Screen graphics for The Martian. Courtesy of Territory Studio

Kirill: Perhaps on both “The Martian” and “Avengers”, and to a lesser extent on “Guardians of the Galaxy”, you do have a military-style organization that imposes the formality of the structure on all those screens. And on your side, a modular structure would let you define templates and then populate dozens and dozens of screens in a more rapid fashion. So that’s a win-win where the production gets the right ambience of consistency and you don’t need to work on each screen as a separate entity.

Peter: It’s a bit of a chicken-and-egg – which comes first? Is it creating a library of widgets that you can shuffle around, or does it come from the other side? I’m fascinated by the amount of care and sheer work that Marti, David, Nik and Ryan and the fabulous designers put into it.

When I work with them, I try to be the person that does the free-flowing stuff. If I design a widget, or a hero 3D asset that is going to be featured, I try to be the one that breaks the rules – which is a nice contrast. But as you said, it’s an absolute must that you establish a structure that you can use to your advantage to churn out an insane amount of screens with a consistent look and feel.

It’s a good observation that some of the grid-based designs are dictating a more widget-based approach. It’s a shortcut, if you will, to designing a huge amount of stuff.

Screen graphics for Guardians of the Galaxy. Courtesy of Territory Studio

Kirill: Are people surprised to hear that these screens have to be explicitly designed? When you talk about what you do for a living, what do people expect and what do they ask?

## Records
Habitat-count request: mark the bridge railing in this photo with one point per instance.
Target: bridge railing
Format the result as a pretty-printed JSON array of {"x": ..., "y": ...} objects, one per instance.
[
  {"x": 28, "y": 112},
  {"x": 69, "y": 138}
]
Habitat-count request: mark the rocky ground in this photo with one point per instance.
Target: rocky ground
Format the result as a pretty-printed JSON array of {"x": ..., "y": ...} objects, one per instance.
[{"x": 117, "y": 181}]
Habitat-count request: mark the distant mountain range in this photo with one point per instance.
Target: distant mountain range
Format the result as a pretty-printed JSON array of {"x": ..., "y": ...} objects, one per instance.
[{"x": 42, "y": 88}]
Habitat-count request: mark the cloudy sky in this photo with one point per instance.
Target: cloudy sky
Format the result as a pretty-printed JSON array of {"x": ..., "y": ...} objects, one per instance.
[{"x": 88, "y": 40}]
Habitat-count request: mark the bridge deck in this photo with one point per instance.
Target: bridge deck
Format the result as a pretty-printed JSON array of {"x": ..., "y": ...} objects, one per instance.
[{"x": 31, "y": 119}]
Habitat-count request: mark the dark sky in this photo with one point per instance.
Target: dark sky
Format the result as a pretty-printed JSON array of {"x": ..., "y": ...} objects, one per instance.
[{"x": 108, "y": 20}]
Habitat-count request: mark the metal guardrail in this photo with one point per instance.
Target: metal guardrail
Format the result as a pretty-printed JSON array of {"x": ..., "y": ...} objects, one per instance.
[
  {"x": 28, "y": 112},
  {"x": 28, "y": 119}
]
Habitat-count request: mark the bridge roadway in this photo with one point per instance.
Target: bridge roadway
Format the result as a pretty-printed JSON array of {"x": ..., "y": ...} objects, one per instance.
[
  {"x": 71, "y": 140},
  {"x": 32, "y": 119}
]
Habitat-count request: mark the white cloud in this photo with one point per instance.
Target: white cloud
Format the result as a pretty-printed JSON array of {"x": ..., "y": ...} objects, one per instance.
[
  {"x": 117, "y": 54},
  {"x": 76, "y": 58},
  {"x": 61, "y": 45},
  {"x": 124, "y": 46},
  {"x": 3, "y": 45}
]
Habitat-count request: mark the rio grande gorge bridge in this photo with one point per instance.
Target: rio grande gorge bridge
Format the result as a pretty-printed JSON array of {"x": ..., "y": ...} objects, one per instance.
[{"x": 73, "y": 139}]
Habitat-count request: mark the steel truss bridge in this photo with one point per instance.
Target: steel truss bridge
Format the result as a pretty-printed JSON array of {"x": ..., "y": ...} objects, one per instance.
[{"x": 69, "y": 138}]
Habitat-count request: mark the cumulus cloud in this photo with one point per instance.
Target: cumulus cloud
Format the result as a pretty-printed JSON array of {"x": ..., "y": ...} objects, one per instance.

## TASKS TO COMPLETE
**1.** In the interview excerpt on screen graphics, switch "designers" to "artists" and write out the passage from "Peter: It’s a" up to and including "amount of stuff.".
**2.** Answer these questions using the interview excerpt on screen graphics:
(a) Which studio is credited for the screen graphics?
(b) What role does Peter try to take when he works with the team?
(c) What does Peter call the widget-based approach?
**3.** Extend the interview excerpt on screen graphics past its last line.

## ANSWERS
**1.**
Peter: It’s a bit of a chicken-and-egg – which comes first? Is it creating a library of widgets that you can shuffle around, or does it come from the other side? I’m fascinated by the amount of care and sheer work that Marti, David, Nik and Ryan and the fabulous artists put into it.

When I work with them, I try to be the person that does the free-flowing stuff. If I design a widget, or a hero 3D asset that is going to be featured, I try to be the one that breaks the rules – which is a nice contrast. But as you said, it’s an absolute must that you establish a structure that you can use to your advantage to churn out an insane amount of screens with a consistent look and feel.

It’s a good observation that some of the grid-based designs are dictating a more widget-based approach. It’s a shortcut, if you will, to designing a huge amount of stuff.

**2.**
(a) Territory Studio
(b) He tries to be the one who does the free-flowing work and breaks the rules.
(c) A shortcut to designing a huge amount of stuff

**3.**
Peter: I’ve never thought about it that deeply. Quite a lot of people accept things as a given when they walk on the streets. The street furniture, the road designs, the design of plumbing in houses and similar stuff – people just don’t think about it. They know that it’s there and that someone did it. To a certain extent, screens are like that. “We know that it’s there, but it’s just a screen, right?”

What I like to think is that most of the designers who work in the field like to pride themselves on doing things that are more than just a bright rectangle on the screen. We try to accommodate the designs to be a part of the set and the production. You can design the most beautiful or the most functional UI or screen for a film, but if it goes against the production design or the environment it’s in, nobody is going to like it. The viewers might not know exactly what’s wrong, but they will know that something is off. And no matter how beautiful that screen is, they are not going to think about that. They’ll just say that there’s something jarring going on in there.

When we build the actual design of the screens, we always try to think in terms of set design. How is the set that has those screens going to look like? What sort of colors are they going to use? What sort of materials are in there? What sort of a graphic language is already established? What is the DOP planning? If you do great design, it doesn’t necessarily mean that the screen pops out on the set. It just blends in there.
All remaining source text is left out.